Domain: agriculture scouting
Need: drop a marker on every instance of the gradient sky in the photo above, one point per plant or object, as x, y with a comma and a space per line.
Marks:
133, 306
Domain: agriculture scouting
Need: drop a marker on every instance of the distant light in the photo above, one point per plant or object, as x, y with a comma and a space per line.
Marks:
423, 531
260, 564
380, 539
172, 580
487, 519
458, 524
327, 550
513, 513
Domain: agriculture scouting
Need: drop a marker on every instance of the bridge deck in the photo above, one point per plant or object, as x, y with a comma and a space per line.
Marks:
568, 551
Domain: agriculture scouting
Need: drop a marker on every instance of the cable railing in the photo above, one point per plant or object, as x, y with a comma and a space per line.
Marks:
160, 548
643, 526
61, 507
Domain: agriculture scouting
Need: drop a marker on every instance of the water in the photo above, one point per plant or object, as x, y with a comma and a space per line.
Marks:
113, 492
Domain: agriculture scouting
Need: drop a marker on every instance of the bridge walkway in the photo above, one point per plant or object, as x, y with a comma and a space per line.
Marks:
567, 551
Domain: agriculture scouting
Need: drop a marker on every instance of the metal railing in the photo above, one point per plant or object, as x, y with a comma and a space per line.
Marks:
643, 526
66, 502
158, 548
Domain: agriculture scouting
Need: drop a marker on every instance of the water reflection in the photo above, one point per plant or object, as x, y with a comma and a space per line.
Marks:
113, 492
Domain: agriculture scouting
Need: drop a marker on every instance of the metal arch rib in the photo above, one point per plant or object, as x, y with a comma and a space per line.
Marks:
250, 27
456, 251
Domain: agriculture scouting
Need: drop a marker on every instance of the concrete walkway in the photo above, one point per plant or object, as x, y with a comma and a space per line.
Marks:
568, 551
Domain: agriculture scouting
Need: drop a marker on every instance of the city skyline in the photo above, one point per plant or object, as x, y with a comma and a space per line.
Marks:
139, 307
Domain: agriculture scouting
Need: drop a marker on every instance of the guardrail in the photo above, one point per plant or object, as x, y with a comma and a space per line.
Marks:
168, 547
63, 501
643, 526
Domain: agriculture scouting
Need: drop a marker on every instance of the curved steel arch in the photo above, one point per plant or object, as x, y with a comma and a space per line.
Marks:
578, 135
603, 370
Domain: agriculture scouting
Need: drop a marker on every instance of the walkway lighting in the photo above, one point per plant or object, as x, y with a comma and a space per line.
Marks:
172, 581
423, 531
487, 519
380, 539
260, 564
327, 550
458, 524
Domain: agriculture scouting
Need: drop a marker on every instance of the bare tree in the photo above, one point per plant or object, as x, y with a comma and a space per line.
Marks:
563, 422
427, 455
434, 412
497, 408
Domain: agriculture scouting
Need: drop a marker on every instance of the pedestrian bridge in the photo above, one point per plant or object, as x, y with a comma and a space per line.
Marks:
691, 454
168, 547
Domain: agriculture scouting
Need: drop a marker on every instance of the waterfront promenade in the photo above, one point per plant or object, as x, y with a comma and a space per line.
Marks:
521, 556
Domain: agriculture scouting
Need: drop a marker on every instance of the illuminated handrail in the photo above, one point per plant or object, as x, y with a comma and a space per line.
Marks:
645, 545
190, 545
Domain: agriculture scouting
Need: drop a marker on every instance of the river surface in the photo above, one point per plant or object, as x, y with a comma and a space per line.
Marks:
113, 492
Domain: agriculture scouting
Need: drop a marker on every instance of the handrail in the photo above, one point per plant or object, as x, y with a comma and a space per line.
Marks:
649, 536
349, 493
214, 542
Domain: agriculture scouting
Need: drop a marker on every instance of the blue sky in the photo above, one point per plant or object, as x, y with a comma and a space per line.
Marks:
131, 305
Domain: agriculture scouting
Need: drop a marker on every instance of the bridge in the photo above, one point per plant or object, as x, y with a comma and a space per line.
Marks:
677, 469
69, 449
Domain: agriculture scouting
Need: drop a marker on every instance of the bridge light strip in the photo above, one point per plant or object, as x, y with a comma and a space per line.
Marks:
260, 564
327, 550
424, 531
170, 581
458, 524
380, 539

## Problem requirements
Return every record above exactly as written.

## Final answer
Domain: agriculture scouting
Need: drop a marker on every instance of the gradient sky in the photo above, one point per plant or object, as x, y with a comma and a space per line.
Marks:
133, 306
Domain: agriculture scouting
Need: drop a marker on every instance of the distant light in the photo above, one point per plant or object, as x, y with a comma and a space per line.
Marks:
423, 531
260, 564
380, 539
172, 580
487, 519
458, 524
327, 550
513, 513
Domain: agriculture scouting
Need: drop a marker on every instance of the bridge deck in the photo above, one point per plant or object, as x, y with a comma and a space per line.
Marks:
568, 551
Domain: agriculture scouting
Need: drop a marker on every instance of the cable railing in the photo above, one point per plant or object, as x, y with a comma and a space per line.
Marks:
160, 548
643, 526
61, 507
Domain: agriculture scouting
Need: drop a marker on every instance of the water in the photo above, one point per plant or object, as x, y with a comma and a space per line.
Marks:
113, 492
Domain: agriculture scouting
Need: drop a marker on every instance of the bridge walkway in the photo above, one point per plant or object, as x, y with a comma and a space per line.
Marks:
567, 551
Domain: agriculture scouting
Need: drop a marker on every instance of the metal railing in the photo above, one point per plant or object, as x, y with a comma and a space per line.
Marks:
643, 526
66, 502
158, 548
Domain: agriculture scouting
Need: drop a marker on every instance of the water reflection in the photo above, one point per plant or object, as x, y with a comma and a space per line.
Marks:
113, 492
Domain: agriculture scouting
Need: drop a marker on every instance of the metal arch rib in the photo above, one point per plant or object, as x, y with a comma and a space per line.
Marks:
250, 27
456, 251
Domain: agriculture scouting
Need: drop a marker on every instance of the concrete walkway in the photo above, one point per plant or object, as x, y with a comma and a space per line.
Marks:
568, 551
Domain: agriculture scouting
Need: drop a marker on every instance of the city skyline in the photo above, one point per plant or object, as x, y with a comma and a space per line.
Marks:
139, 307
Domain: agriculture scouting
Need: drop a marker on every instance of the guardrail in the photo above, one point per plant or object, as x, y with a comma and a space per line.
Marks:
168, 547
63, 501
643, 526
Domain: agriculture scouting
Need: drop a marker on every instance of the curved steel arch in the photo above, one point per plant or object, as x, y with a comma and a space per line.
Marks:
578, 135
603, 370
Domain: agriculture scouting
Need: drop a marker on every instance of the walkway lighting in the photo above, one point per plant or object, as x, y with a comma and a space per line.
Marks:
172, 581
423, 531
487, 519
380, 539
260, 564
327, 550
458, 524
Domain: agriculture scouting
Need: drop a marker on every instance of the bare tree in the photo above, one point per plant or object, as x, y with a comma and a space per line.
Marks:
563, 422
427, 455
434, 412
497, 408
Domain: agriculture scouting
Need: drop a marker on every instance of the pedestrian bridge in the photo above, one point per plant or object, as x, y with a comma and a space per line.
Marks:
691, 454
168, 547
Domain: agriculture scouting
Need: drop a marker on every instance of the waterfront promenade in the photo above, one point per plant or object, as x, y with a comma and a space per line.
Marks:
521, 556
Domain: agriculture scouting
Need: drop a marker on every instance of the illuminated handrail in the photo above, one point per plant or object, as x, y with a comma and a space per line.
Marks:
645, 545
190, 545
Domain: agriculture scouting
Need: drop a marker on every instance of the river surface in the photo above, one point per plant or object, as x, y with a comma and a space per line.
Marks:
113, 492
Domain: agriculture scouting
Need: drop a marker on every instance of the handrail in the photo above, one point per plant or object, as x, y with a comma and a space per line.
Marks:
649, 536
349, 493
214, 542
Domain: agriculture scouting
Need: drop a marker on every instance of the blue sky in the photo above, one point per plant or object, as x, y with a comma and a space per line.
Marks:
131, 305
Domain: agriculture scouting
Need: drop a marker on every instance of the bridge in the photo above, one point per plant or object, as x, y with a comma and a space per line.
Marks:
677, 469
69, 449
Domain: agriculture scouting
Need: drop a marker on every instance of the bridge light strip in the photo above, one point per plant or object, as x, y with a comma and a space per line.
Marks:
260, 564
327, 550
424, 531
170, 581
458, 524
380, 539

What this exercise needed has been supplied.